Put the lines below into a numbered list, skipping any blank lines and leaving out the pictures.
### RECORDS FOR THIS EXERCISE ###
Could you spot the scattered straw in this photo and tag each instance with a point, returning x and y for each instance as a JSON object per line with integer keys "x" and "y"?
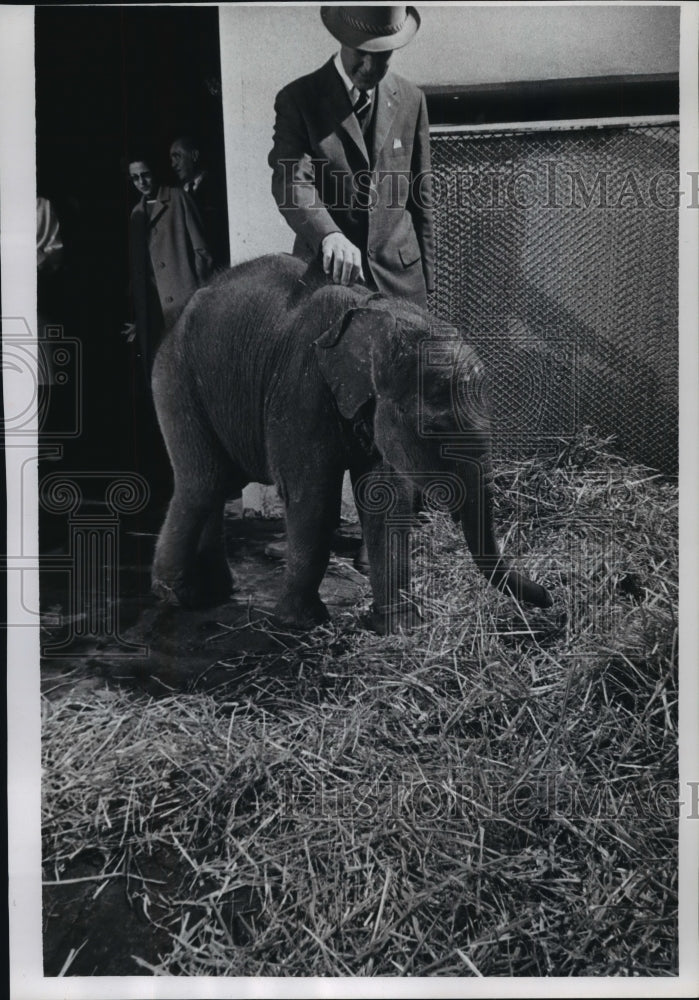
{"x": 492, "y": 794}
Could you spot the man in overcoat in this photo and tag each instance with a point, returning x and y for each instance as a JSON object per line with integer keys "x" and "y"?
{"x": 169, "y": 254}
{"x": 351, "y": 158}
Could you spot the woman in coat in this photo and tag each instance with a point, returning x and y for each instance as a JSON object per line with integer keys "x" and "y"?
{"x": 169, "y": 256}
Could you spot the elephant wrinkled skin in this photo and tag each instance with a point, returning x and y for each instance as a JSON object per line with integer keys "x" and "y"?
{"x": 273, "y": 375}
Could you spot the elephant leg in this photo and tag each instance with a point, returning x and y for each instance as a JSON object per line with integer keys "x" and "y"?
{"x": 212, "y": 569}
{"x": 477, "y": 524}
{"x": 386, "y": 527}
{"x": 186, "y": 569}
{"x": 310, "y": 521}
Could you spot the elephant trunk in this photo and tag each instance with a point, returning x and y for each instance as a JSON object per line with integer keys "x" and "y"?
{"x": 477, "y": 523}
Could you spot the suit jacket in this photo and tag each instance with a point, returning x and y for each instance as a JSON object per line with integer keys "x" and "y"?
{"x": 323, "y": 175}
{"x": 170, "y": 259}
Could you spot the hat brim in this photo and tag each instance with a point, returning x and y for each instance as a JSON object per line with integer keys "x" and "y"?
{"x": 356, "y": 39}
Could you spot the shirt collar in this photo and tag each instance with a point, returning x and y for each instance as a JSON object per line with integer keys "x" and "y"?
{"x": 349, "y": 86}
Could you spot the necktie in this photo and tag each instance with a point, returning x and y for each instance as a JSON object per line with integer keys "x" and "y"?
{"x": 361, "y": 108}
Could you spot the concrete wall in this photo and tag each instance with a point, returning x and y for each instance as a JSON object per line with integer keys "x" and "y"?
{"x": 263, "y": 48}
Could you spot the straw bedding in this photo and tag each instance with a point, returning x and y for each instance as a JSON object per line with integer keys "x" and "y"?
{"x": 491, "y": 794}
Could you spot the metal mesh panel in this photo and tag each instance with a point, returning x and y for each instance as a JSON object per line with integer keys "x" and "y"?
{"x": 557, "y": 255}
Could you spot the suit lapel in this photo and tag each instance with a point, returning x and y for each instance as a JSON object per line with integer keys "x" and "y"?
{"x": 387, "y": 105}
{"x": 160, "y": 204}
{"x": 339, "y": 108}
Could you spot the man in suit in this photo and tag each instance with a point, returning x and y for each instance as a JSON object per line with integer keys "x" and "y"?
{"x": 199, "y": 183}
{"x": 351, "y": 159}
{"x": 169, "y": 256}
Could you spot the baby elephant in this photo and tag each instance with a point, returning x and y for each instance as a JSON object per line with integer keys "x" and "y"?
{"x": 272, "y": 375}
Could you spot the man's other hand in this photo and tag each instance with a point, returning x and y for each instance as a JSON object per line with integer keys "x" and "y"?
{"x": 341, "y": 259}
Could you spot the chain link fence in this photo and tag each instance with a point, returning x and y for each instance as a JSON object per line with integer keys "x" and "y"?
{"x": 557, "y": 256}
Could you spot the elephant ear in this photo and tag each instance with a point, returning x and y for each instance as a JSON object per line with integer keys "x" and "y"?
{"x": 347, "y": 354}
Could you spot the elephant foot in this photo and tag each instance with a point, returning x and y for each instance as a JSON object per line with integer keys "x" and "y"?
{"x": 301, "y": 613}
{"x": 526, "y": 591}
{"x": 361, "y": 560}
{"x": 391, "y": 620}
###
SOLUTION TO THIS EXERCISE:
1. Could you spot the scattered straw in this photo and tag each instance with a point, returning x and y for each instance as a JSON object per line with integer keys "x" and "y"?
2. {"x": 492, "y": 794}
3. Could you spot the man in overcoat in this photo and tag each instance with a point, returning x and y for each instance as a JSON object per line with integer keys "x" and "y"?
4. {"x": 169, "y": 254}
5. {"x": 351, "y": 158}
6. Could you spot the woman in coat in this photo and tag each instance with a point, returning x and y for each instance as a JSON object per line with integer keys "x" and "y"?
7. {"x": 169, "y": 256}
8. Could you spot the elephant wrinkled skin in this photo and tag each instance with a point, returning x and y for each instance as a JSON object per line with integer keys "x" and "y"?
9. {"x": 273, "y": 375}
10. Could you spot the elephant leg in this photo and tag each instance with a point, returning x and y for each instance as a JSON object per line with integer keys "x" and "y"?
11. {"x": 212, "y": 569}
12. {"x": 477, "y": 524}
13. {"x": 386, "y": 527}
14. {"x": 186, "y": 569}
15. {"x": 310, "y": 521}
16. Could you spot the elephant trunk in this photo and tag each instance with a point, returning x and y for each instance as a JSON object per line with integer keys "x" and "y"?
17. {"x": 477, "y": 523}
18. Could you spot the suit jacket in this photo and tag each instance with a point, returning x and y for each instance as a JSON object per line with integer keys "x" and "y"?
19. {"x": 323, "y": 175}
20. {"x": 170, "y": 259}
21. Could you spot the hat brim in this photo and tag each instance with a point, returning x and y for each instance as a JSON object per line with integer keys "x" and "y"?
22. {"x": 356, "y": 39}
23. Could you spot the shirt collar in this photo and tag each instance with a point, returning x and y for each instance as a JSON object per line with integer keys "x" and "y"?
24. {"x": 349, "y": 86}
25. Could you spot the necktie in this photo and tag each instance with a point, returning x and y for each instance as a JSON object per line with integer keys "x" and "y"?
26. {"x": 361, "y": 108}
27. Could you spot the concrete wall in this photo and tag each instance with a point, returning x and y for each instance as a JSON object per line with integer keys "x" and "y"?
28. {"x": 263, "y": 48}
29. Could you spot the straw bedding in this photo and tag each instance with a point, returning x and y for each instance as a JSON object per line with integer keys "x" and "y"?
30. {"x": 491, "y": 794}
31. Could you spot the metal mesh panel in this photo and tag each instance with a point, returning x and y for each instance as a JSON object per line with integer keys "x" and "y"?
32. {"x": 557, "y": 255}
33. Could you spot the suit lapel in this photo and tag each instance with a point, returning x and y for each instance as a JSON object per line with integer keys "x" and "y"?
34. {"x": 387, "y": 105}
35. {"x": 160, "y": 204}
36. {"x": 339, "y": 108}
37. Could you spot the man in suit in this photo and tag each instance with a point, returning x and y for each instance as a JSON object per line with integer keys "x" and "y"?
38. {"x": 199, "y": 183}
39. {"x": 351, "y": 159}
40. {"x": 169, "y": 256}
41. Could you spot the baby elephant in this photo and tag each instance with a point, returning x and y for each instance as a JSON object per line with integer keys "x" and "y"?
42. {"x": 272, "y": 375}
43. Could you spot the man's other hand in this photo and tag each instance with a point, returning x and y for each instance as a JSON object per line with integer keys "x" and "y"?
44. {"x": 341, "y": 259}
45. Could you spot the chain link fence in this photo and tag each instance with a point, returning x and y for each instance as a JSON object per line with integer keys "x" and "y"?
46. {"x": 557, "y": 256}
47. Could you spot the elephant ear in this photo and tag each instance with a point, returning x and y for each instance as a JSON object per line with integer keys "x" and "y"?
48. {"x": 347, "y": 354}
49. Could you spot the elephant foot in this photo and tag each instance with a point, returning x and y for each instance as a JSON object per line with integer keys "x" and "y"?
50. {"x": 301, "y": 613}
51. {"x": 526, "y": 591}
52. {"x": 361, "y": 560}
53. {"x": 391, "y": 620}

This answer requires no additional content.